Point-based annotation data
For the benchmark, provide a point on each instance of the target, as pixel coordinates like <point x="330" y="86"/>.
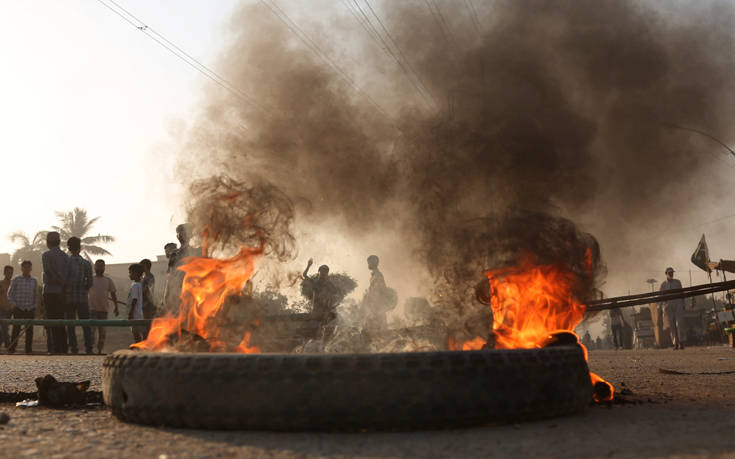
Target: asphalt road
<point x="673" y="416"/>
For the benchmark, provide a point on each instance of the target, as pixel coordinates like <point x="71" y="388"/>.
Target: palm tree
<point x="77" y="223"/>
<point x="30" y="249"/>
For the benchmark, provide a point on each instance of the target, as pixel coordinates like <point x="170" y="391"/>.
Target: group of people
<point x="377" y="301"/>
<point x="70" y="290"/>
<point x="671" y="313"/>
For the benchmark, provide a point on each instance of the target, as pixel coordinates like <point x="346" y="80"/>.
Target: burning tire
<point x="346" y="391"/>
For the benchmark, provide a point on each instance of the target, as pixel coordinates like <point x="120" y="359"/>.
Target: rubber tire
<point x="401" y="391"/>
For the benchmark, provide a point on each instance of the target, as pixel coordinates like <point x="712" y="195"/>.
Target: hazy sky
<point x="88" y="102"/>
<point x="90" y="107"/>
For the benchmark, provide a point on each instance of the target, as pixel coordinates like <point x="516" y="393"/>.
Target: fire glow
<point x="208" y="282"/>
<point x="530" y="303"/>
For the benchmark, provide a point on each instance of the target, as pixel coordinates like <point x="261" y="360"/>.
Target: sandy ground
<point x="678" y="416"/>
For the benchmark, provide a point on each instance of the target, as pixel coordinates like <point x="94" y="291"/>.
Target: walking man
<point x="149" y="288"/>
<point x="103" y="289"/>
<point x="6" y="308"/>
<point x="377" y="301"/>
<point x="616" y="325"/>
<point x="55" y="275"/>
<point x="23" y="296"/>
<point x="673" y="311"/>
<point x="79" y="283"/>
<point x="323" y="298"/>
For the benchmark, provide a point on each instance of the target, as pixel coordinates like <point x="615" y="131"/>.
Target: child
<point x="135" y="301"/>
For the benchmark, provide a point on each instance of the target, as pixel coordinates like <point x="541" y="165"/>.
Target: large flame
<point x="530" y="304"/>
<point x="208" y="282"/>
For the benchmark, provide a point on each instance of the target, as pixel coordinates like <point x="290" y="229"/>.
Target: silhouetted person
<point x="55" y="279"/>
<point x="149" y="288"/>
<point x="176" y="277"/>
<point x="103" y="290"/>
<point x="377" y="301"/>
<point x="587" y="339"/>
<point x="23" y="295"/>
<point x="169" y="292"/>
<point x="323" y="298"/>
<point x="76" y="295"/>
<point x="616" y="326"/>
<point x="673" y="311"/>
<point x="6" y="309"/>
<point x="135" y="301"/>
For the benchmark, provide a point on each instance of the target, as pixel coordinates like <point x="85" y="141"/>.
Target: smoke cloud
<point x="503" y="123"/>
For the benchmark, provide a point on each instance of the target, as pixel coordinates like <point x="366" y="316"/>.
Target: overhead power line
<point x="473" y="15"/>
<point x="304" y="38"/>
<point x="443" y="25"/>
<point x="408" y="69"/>
<point x="171" y="47"/>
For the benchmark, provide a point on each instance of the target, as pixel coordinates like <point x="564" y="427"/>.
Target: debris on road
<point x="677" y="372"/>
<point x="56" y="394"/>
<point x="28" y="403"/>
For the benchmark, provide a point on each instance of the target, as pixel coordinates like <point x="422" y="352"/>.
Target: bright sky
<point x="87" y="104"/>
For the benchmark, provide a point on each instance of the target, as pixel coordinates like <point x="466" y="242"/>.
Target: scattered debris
<point x="29" y="403"/>
<point x="15" y="397"/>
<point x="677" y="372"/>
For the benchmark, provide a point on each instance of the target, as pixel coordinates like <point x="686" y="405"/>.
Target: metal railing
<point x="77" y="322"/>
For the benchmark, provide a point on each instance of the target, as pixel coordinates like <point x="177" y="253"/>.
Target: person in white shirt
<point x="673" y="311"/>
<point x="135" y="301"/>
<point x="103" y="289"/>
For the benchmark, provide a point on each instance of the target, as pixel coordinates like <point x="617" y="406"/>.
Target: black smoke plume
<point x="506" y="120"/>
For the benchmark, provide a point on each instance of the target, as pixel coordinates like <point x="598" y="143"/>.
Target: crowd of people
<point x="73" y="288"/>
<point x="70" y="290"/>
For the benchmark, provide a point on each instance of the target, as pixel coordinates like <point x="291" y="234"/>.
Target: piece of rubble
<point x="56" y="394"/>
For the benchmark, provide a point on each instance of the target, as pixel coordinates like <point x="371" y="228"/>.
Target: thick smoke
<point x="513" y="119"/>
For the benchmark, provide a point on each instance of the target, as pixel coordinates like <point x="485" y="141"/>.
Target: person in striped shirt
<point x="23" y="296"/>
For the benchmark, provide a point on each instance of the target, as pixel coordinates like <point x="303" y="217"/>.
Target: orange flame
<point x="207" y="284"/>
<point x="531" y="302"/>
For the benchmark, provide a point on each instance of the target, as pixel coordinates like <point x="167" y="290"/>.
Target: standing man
<point x="176" y="277"/>
<point x="55" y="275"/>
<point x="377" y="301"/>
<point x="79" y="283"/>
<point x="616" y="325"/>
<point x="6" y="309"/>
<point x="23" y="295"/>
<point x="168" y="300"/>
<point x="149" y="287"/>
<point x="673" y="311"/>
<point x="103" y="289"/>
<point x="323" y="298"/>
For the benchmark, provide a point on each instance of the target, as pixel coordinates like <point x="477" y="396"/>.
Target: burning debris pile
<point x="474" y="162"/>
<point x="255" y="221"/>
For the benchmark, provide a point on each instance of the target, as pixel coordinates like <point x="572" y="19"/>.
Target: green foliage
<point x="343" y="284"/>
<point x="77" y="223"/>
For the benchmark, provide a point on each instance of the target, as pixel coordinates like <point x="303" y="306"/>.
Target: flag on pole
<point x="700" y="257"/>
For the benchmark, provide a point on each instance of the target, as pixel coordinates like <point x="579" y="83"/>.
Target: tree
<point x="77" y="223"/>
<point x="30" y="249"/>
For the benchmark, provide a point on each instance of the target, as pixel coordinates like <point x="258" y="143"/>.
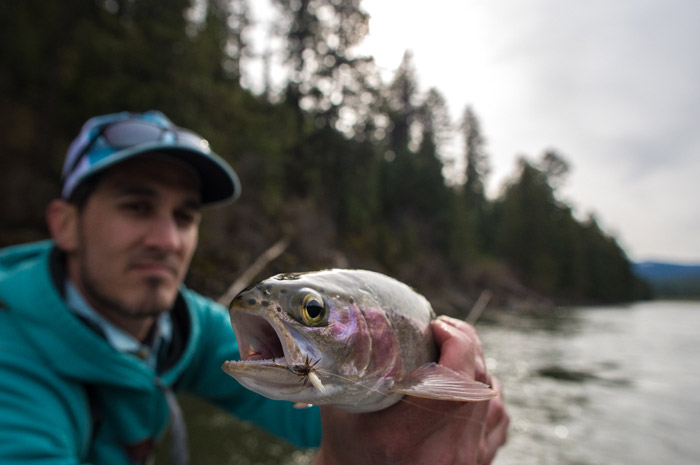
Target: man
<point x="97" y="330"/>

* Requirement
Print the full listing exactly, dropping the pictures.

* Solution for this exercise
For the benchmark, provide a point on each instance of the target, as pixel coordinates like <point x="330" y="86"/>.
Target: asphalt road
<point x="673" y="416"/>
For the benchmark, provide a point on each instance of the target, as pixel coordinates like <point x="71" y="388"/>.
Target: palm tree
<point x="77" y="223"/>
<point x="30" y="249"/>
For the benchmark, provide a point on each instance of the target, as pixel coordinates like <point x="170" y="391"/>.
Target: group of people
<point x="377" y="301"/>
<point x="70" y="290"/>
<point x="671" y="313"/>
For the benchmark, provide a point on each instance of the target, as pixel coordinates like <point x="346" y="80"/>.
Target: burning tire
<point x="346" y="391"/>
For the benchmark, provide a point on each instance of the target, as pixel coordinates like <point x="120" y="359"/>.
Target: rubber tire
<point x="401" y="391"/>
For the benchmark, provide a point on each instance of the target, as pixel coordinates like <point x="712" y="195"/>.
Target: hazy sky
<point x="88" y="102"/>
<point x="90" y="107"/>
For the benchmark, provide a point on each instance of the target, as pixel coordinates like <point x="516" y="393"/>.
Target: fire glow
<point x="208" y="282"/>
<point x="530" y="303"/>
For the benchmark, provide a point on each instance of the target, as pixel coordinates like <point x="261" y="360"/>.
Target: sandy ground
<point x="678" y="416"/>
For the benchmark, provide a point on each instance of the target, as pixel coordinates like <point x="94" y="291"/>.
Target: walking man
<point x="149" y="288"/>
<point x="103" y="289"/>
<point x="6" y="308"/>
<point x="377" y="301"/>
<point x="616" y="325"/>
<point x="55" y="275"/>
<point x="23" y="296"/>
<point x="673" y="311"/>
<point x="79" y="283"/>
<point x="323" y="298"/>
For the benchmark, provide a point on each instance of the target, as pixel coordinates like <point x="615" y="131"/>.
Target: child
<point x="135" y="301"/>
For the benchmark, provide a point on each instance of the target, as pixel coordinates like <point x="541" y="165"/>.
Target: large flame
<point x="530" y="304"/>
<point x="208" y="282"/>
For the benchmark, provide a point on each instance of the target, as pixel coordinates like <point x="290" y="229"/>.
Target: silhouetted person
<point x="55" y="279"/>
<point x="149" y="288"/>
<point x="176" y="277"/>
<point x="103" y="290"/>
<point x="377" y="301"/>
<point x="587" y="339"/>
<point x="23" y="295"/>
<point x="169" y="292"/>
<point x="323" y="298"/>
<point x="76" y="295"/>
<point x="616" y="326"/>
<point x="673" y="311"/>
<point x="6" y="309"/>
<point x="135" y="301"/>
For the benchmark, provide a point on each instance of the target, as pixel coordinates like <point x="85" y="141"/>.
Target: smoke cloud
<point x="503" y="123"/>
For the benchmark, provide a point on each instance of the target, as pixel coordinates like <point x="366" y="316"/>.
Target: overhead power line
<point x="473" y="15"/>
<point x="304" y="38"/>
<point x="443" y="25"/>
<point x="408" y="69"/>
<point x="171" y="47"/>
For the benchmark, provide a point on each instance of the target, as pixel coordinates like <point x="564" y="427"/>.
Target: debris on road
<point x="677" y="372"/>
<point x="56" y="394"/>
<point x="28" y="403"/>
For the benchmark, provide a point on each instance of the target, as pixel coordinates like <point x="422" y="352"/>.
Target: bright sky
<point x="87" y="104"/>
For the benchmark, provide a point on each instance of the target, as pixel coordinates like <point x="466" y="242"/>.
Target: scattered debris
<point x="29" y="403"/>
<point x="15" y="397"/>
<point x="677" y="372"/>
For the benchmark, provide a point on each instance of the target, as pixel coordinates like <point x="686" y="405"/>.
Target: metal railing
<point x="77" y="322"/>
For the benchmark, provide a point on each instance of the target, as pixel coordinates like <point x="177" y="253"/>.
Target: person in white shirt
<point x="673" y="311"/>
<point x="135" y="301"/>
<point x="103" y="289"/>
For the benchmark, provide a point on each instance of the target, as pixel coordinates like <point x="617" y="406"/>.
Target: black smoke plume
<point x="506" y="120"/>
For the benchmark, provide a point on each instance of the target, as pixel coordinates like <point x="598" y="143"/>.
Target: crowd of people
<point x="73" y="288"/>
<point x="70" y="290"/>
For the benchmark, provide a point on each instance of the target, as pixel coordinates like <point x="291" y="234"/>.
Target: piece of rubble
<point x="56" y="394"/>
For the benchmark, provide a point on each instance of the target, as pixel coordinates like <point x="371" y="228"/>.
Target: thick smoke
<point x="513" y="119"/>
For the benchmark, provide a point on each instance of the target, as pixel coordinates like <point x="485" y="141"/>.
Target: person in striped shirt
<point x="23" y="296"/>
For the benchmark, provide a point on each instance of the target, as pixel coordinates like <point x="303" y="217"/>.
Target: orange flame
<point x="207" y="284"/>
<point x="531" y="302"/>
For the benchmark, provide a point on each instance of the target, as pixel coordinates like <point x="167" y="290"/>.
Target: standing man
<point x="176" y="277"/>
<point x="55" y="275"/>
<point x="377" y="301"/>
<point x="79" y="283"/>
<point x="616" y="325"/>
<point x="6" y="309"/>
<point x="23" y="295"/>
<point x="168" y="300"/>
<point x="149" y="287"/>
<point x="673" y="311"/>
<point x="103" y="289"/>
<point x="323" y="298"/>
For the benchmark, provide a point on each instance of the target, as pixel coordinates like <point x="477" y="396"/>.
Target: burning debris pile
<point x="474" y="162"/>
<point x="255" y="221"/>
For the benchmark, provide a point on each instance of the target, as pixel coordinates like <point x="572" y="19"/>.
Target: green foliage
<point x="343" y="284"/>
<point x="77" y="223"/>
For the benchmark, provide a point on each instance of the target, as pixel coordinates like <point x="303" y="306"/>.
Target: flag on pole
<point x="700" y="257"/>
For the benchmark, provide a point on each instance of the target, as pixel coordinates like <point x="579" y="83"/>.
Target: tree
<point x="77" y="223"/>
<point x="30" y="249"/>
For the benchmark, provide a point on each instance of the target, as pixel coordinates like <point x="258" y="143"/>.
Target: man
<point x="97" y="330"/>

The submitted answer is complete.